■ WHAT IS REQUIRED ■
Every line below between the line holding "Per instance of the driver's face, set" and the line holding "Per instance of the red bull", inclusive, should be repeated exactly, and all other lines omitted.

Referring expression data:
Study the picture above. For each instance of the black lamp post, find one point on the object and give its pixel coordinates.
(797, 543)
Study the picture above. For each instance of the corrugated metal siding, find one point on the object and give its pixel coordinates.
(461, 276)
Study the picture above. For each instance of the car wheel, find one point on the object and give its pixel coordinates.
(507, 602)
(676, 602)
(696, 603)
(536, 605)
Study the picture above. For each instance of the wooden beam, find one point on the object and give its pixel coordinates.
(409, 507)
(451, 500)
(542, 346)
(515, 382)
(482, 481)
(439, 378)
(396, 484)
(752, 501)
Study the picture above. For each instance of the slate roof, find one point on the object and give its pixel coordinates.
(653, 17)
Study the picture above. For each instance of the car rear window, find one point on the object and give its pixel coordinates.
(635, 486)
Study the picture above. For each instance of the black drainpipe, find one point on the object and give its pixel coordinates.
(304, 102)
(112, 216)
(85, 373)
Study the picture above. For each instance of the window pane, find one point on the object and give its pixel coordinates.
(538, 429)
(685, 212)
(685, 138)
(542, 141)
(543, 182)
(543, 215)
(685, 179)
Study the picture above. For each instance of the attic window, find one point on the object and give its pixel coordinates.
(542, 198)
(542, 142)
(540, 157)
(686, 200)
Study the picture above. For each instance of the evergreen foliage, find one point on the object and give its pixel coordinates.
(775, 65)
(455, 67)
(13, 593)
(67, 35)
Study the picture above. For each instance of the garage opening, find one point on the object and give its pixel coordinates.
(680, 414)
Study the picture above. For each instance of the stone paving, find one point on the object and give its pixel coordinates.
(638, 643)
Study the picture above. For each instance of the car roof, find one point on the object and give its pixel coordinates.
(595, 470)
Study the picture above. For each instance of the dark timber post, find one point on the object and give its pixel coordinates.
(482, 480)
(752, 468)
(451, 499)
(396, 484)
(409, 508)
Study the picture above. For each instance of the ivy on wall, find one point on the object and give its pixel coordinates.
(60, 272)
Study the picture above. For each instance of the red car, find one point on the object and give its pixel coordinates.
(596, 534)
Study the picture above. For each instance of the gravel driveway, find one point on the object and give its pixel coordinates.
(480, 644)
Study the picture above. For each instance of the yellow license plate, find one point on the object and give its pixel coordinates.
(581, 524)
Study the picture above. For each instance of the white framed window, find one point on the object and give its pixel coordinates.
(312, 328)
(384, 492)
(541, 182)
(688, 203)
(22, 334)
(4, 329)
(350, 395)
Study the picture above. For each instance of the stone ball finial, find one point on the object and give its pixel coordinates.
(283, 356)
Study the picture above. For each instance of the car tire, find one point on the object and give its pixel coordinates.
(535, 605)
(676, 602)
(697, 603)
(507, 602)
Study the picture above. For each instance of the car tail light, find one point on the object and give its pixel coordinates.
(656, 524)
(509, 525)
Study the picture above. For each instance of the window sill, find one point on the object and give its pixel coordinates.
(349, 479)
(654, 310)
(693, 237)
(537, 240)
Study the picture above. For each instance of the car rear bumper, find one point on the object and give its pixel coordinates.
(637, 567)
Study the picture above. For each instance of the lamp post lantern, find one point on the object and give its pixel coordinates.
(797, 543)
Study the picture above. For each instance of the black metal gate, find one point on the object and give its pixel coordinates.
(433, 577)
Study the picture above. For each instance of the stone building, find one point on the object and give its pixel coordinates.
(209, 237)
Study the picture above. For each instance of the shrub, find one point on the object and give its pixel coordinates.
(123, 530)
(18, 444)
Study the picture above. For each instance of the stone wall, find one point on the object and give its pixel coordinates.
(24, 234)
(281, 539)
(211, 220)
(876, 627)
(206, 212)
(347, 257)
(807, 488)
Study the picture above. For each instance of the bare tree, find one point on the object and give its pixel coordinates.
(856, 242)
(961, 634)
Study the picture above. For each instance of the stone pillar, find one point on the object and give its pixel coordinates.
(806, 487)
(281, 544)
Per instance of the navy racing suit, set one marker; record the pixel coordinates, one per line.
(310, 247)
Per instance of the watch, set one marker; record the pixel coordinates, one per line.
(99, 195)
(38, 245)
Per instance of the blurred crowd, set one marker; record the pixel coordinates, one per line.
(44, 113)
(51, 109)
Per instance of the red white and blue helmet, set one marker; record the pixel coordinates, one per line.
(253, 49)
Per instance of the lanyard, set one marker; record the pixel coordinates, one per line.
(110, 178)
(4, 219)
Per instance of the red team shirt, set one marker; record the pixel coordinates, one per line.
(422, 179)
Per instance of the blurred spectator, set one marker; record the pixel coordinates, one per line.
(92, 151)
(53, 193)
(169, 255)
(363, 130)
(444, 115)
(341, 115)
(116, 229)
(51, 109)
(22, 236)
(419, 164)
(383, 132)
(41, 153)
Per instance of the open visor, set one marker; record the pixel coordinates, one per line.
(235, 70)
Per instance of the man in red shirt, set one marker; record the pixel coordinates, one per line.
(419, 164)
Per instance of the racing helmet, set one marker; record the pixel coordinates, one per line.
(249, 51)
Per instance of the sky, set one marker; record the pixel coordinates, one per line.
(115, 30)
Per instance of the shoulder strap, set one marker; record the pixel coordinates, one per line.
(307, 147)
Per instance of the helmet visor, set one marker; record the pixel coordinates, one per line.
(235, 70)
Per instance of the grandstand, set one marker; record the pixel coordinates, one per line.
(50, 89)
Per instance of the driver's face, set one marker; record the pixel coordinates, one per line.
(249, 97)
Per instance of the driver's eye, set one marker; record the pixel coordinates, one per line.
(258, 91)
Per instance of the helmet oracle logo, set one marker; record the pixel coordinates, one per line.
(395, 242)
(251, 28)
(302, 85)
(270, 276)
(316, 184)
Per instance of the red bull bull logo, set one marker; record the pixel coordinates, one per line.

--

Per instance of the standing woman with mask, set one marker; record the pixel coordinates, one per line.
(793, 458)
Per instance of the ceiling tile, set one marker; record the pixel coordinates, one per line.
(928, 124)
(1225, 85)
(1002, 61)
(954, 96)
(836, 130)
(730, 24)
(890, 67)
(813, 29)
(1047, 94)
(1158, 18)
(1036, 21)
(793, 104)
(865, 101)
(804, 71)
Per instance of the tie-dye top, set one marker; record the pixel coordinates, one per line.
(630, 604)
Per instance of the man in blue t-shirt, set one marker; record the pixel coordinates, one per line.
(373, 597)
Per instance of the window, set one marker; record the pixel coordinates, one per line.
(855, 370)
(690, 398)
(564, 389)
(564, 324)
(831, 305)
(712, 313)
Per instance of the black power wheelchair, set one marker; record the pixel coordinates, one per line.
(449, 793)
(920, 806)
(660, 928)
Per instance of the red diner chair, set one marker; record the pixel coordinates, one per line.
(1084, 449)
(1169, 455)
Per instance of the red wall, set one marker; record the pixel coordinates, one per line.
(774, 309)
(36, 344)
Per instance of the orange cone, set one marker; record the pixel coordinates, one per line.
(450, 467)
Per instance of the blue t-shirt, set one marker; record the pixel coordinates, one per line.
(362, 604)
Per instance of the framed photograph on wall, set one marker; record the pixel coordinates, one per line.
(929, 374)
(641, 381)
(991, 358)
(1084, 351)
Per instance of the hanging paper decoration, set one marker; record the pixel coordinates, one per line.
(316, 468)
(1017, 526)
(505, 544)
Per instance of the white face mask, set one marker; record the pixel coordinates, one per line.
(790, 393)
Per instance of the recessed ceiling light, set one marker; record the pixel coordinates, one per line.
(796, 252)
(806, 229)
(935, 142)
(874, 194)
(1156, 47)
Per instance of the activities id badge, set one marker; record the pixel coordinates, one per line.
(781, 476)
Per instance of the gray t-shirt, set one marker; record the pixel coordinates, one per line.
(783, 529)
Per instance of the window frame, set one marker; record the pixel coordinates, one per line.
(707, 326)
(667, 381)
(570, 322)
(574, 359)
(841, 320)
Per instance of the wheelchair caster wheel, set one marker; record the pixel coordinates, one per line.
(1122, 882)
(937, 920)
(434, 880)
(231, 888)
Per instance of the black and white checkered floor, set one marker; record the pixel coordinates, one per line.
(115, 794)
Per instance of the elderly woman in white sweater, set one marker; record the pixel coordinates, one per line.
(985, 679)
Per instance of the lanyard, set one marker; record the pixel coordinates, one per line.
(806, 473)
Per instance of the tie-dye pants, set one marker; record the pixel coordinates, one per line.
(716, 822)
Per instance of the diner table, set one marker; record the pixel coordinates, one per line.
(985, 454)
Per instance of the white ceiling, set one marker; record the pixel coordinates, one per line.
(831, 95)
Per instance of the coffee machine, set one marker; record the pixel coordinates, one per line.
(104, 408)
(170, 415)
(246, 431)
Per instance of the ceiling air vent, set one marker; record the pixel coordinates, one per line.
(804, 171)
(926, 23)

* * *

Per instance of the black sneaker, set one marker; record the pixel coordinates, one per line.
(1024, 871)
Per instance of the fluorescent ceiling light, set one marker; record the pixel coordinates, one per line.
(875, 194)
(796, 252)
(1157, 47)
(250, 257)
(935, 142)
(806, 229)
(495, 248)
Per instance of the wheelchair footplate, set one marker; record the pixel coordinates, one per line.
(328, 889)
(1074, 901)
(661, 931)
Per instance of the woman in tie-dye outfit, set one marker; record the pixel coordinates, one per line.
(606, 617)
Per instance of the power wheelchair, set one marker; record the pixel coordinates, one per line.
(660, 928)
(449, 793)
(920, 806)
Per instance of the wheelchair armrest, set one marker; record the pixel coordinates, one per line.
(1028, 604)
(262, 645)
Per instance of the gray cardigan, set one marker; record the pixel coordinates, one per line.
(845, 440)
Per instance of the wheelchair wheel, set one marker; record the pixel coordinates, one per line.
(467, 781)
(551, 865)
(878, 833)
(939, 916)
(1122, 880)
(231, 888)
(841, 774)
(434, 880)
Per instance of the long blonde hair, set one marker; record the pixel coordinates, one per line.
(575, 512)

■ OUTPUT FOR THIS TASK ■
Per instance of the driver's face, set one marker; record the pixel coordinates, one per line.
(249, 97)
Per instance of the driver's eye, set one marker; record the pixel coordinates, one per line.
(258, 91)
Per instance of the helmet oracle logo, set one marker; record the pixel coordinates, one per line.
(395, 242)
(251, 28)
(302, 85)
(270, 276)
(316, 184)
Per instance of the red bull bull logo, set one marker; record the pixel coordinates, one per line.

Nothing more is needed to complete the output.